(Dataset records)
****

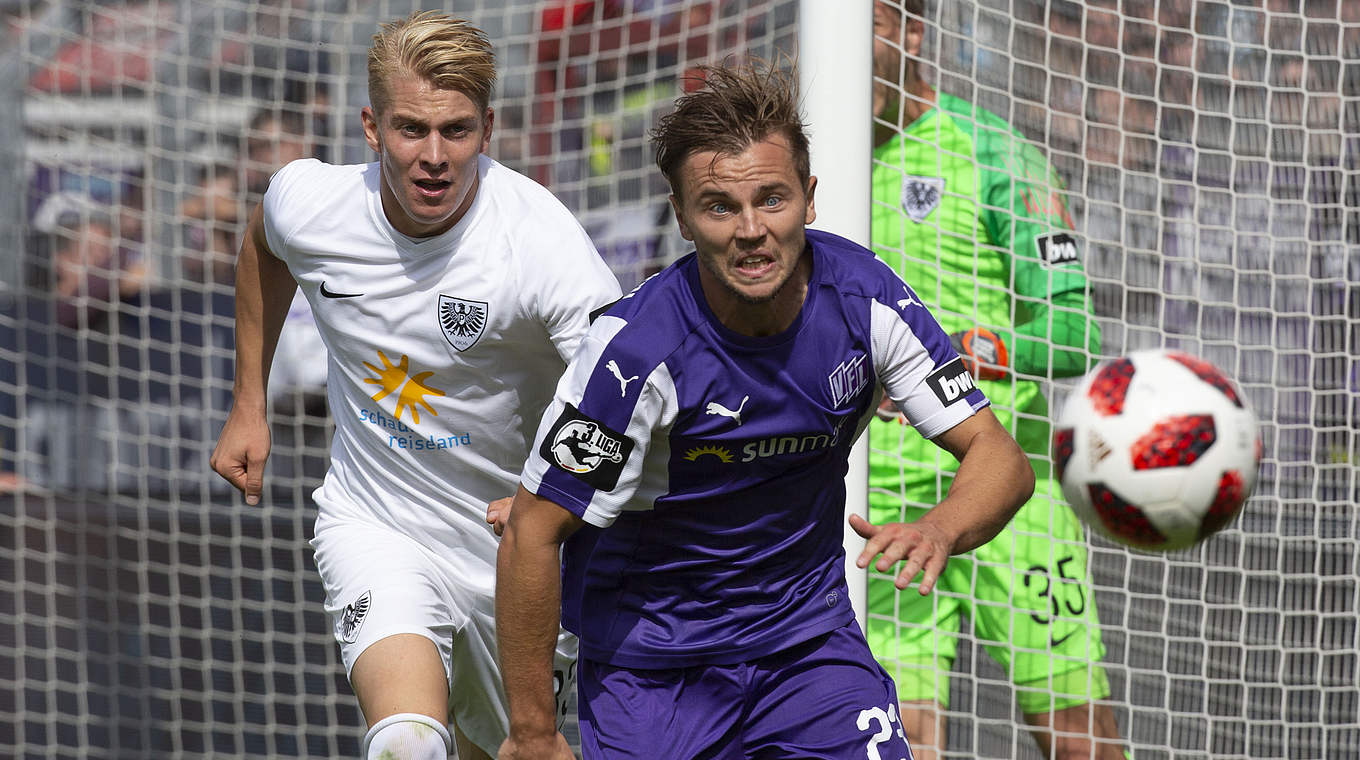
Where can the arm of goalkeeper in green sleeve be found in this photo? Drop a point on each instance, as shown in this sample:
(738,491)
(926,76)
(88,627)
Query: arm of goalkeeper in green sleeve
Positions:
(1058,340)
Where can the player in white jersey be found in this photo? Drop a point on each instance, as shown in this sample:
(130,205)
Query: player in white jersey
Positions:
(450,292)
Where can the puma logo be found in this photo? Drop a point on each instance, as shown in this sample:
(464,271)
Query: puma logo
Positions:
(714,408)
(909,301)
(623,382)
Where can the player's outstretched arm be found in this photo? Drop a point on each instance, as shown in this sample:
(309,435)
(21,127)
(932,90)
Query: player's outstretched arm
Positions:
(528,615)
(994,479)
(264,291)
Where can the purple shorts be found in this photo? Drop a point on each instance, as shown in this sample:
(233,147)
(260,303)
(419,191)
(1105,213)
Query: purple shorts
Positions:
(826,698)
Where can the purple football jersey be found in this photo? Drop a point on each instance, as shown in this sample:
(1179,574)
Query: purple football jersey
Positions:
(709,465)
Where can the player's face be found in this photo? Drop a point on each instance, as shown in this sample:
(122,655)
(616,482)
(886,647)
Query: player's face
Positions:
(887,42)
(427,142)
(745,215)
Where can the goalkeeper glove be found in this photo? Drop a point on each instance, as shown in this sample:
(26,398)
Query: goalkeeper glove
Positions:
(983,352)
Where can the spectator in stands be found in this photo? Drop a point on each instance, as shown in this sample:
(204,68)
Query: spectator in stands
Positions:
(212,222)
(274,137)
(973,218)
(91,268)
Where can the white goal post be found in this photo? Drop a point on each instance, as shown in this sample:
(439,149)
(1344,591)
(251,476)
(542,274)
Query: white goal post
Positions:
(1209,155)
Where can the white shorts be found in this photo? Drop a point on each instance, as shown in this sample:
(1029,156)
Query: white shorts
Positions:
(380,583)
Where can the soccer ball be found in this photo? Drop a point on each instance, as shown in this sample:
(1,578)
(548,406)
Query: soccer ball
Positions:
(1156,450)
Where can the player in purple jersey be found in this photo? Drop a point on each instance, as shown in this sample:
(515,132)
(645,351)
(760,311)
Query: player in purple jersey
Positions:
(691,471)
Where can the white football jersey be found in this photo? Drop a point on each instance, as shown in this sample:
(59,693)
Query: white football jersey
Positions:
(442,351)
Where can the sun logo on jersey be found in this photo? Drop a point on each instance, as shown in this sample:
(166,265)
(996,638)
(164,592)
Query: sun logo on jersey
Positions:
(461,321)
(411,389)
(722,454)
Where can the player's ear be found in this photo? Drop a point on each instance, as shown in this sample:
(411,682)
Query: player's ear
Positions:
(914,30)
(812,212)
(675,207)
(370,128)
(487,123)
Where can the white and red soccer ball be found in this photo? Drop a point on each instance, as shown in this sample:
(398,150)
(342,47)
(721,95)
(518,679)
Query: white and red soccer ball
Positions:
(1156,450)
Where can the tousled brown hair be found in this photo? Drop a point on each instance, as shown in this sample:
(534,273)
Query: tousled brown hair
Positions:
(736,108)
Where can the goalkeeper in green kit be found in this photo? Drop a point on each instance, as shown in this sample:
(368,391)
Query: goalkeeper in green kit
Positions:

****

» WRITTEN EXERCISE
Copy the data above line for line without any changes, and leave out the pictures.

» COMPLETED TASK
Where can the arm of goalkeeper in green sleeve be found in this photo? Drop a point on each instance, as shown in this sample:
(738,491)
(926,76)
(88,627)
Query: arm of goalkeeper in green sleeve
Positions:
(1058,340)
Where can the player in white jersey be found in this photo? Drop a point on each instance, as shown in this sample:
(130,205)
Query: player in white jersey
Positions:
(450,292)
Where can the puma logo be found in this photo? Drop a point on each instance, as shown in this sample:
(464,271)
Query: puma logo
Positions:
(714,408)
(909,301)
(623,382)
Where can the player's outstretched arm be found in this photo? Drop a point on each instance, as shown in this sample:
(309,435)
(21,127)
(932,90)
Query: player's outstretched arm
Positions:
(528,615)
(994,479)
(264,291)
Where can the purple shorts be found in this photo? Drop a point on each instance, as shown in this sample:
(233,147)
(260,303)
(419,191)
(1105,213)
Query: purple shorts
Positions:
(826,698)
Where can the purple football jersey be found in this photo? Drop a point on each instance, as shown in this sample:
(1179,574)
Query: purple football jersey
Positions:
(709,465)
Where can the player's face be found in this photo? Drop a point on each instance, as shown in this sample:
(122,655)
(616,482)
(886,647)
Query: player's face
Positions:
(887,42)
(427,142)
(745,215)
Where can the goalkeeper glove be found in this photo? Drop a point on each instance, as shown in this sample:
(26,398)
Query: goalkeeper glove
Positions:
(983,352)
Where can the spectator in stands be found in this photo? Drop a point on each instance, as shown in this sample:
(204,68)
Query: spectator in stands
Positions:
(212,222)
(274,137)
(973,218)
(91,268)
Where can the white goal post be found in this photo? Drop a point on each instance, as shown in this sample:
(439,149)
(1344,591)
(251,476)
(542,274)
Query: white goal post
Positions:
(1209,155)
Where can the white shorts be found in this photo? Drop a point on each instance, as shown in this sample:
(1029,156)
Query: white shorts
Positions:
(380,583)
Where can the soccer ball be found in this photo? Drop a point on each instance, as shown in this sample:
(1,578)
(548,406)
Query: soccer ball
Positions:
(1156,450)
Where can the player in purple jersey be found in this photo? Drop a point on each instance, as shown in this sample:
(515,132)
(645,351)
(760,311)
Query: player in purple jersey
Positions:
(691,471)
Where can the white football jersey be found in this photo? Drop a point on each instance, as shown in this sample:
(59,693)
Query: white football jersey
Positions:
(442,351)
Where can the sun logo on jersey be found in this photo? Drop a point on each instance, as shown in this sample:
(166,265)
(996,638)
(164,592)
Query: sun logo on jersey
Positions:
(461,321)
(411,389)
(722,454)
Where can the player's ear be found in this photo? Drop a point on each instance, as shown in this sample:
(411,682)
Query: player's ear
Positions:
(914,30)
(812,212)
(675,207)
(370,128)
(487,123)
Where can the white and red soccer ball be found in this photo? Drop a point on each instance, as shown in this sample:
(398,150)
(342,47)
(721,95)
(518,679)
Query: white and red soccer ball
Positions:
(1156,450)
Where can the tousled brown hair be found in this photo? Drop a point on each instance, as shown in this sample:
(534,273)
Query: tousled brown hair
Positions:
(736,108)
Where can the goalkeeper in green kit be found in this photo? Drop a point on each instance, as shown in this sample:
(368,391)
Query: goalkeeper in green kit
Positions:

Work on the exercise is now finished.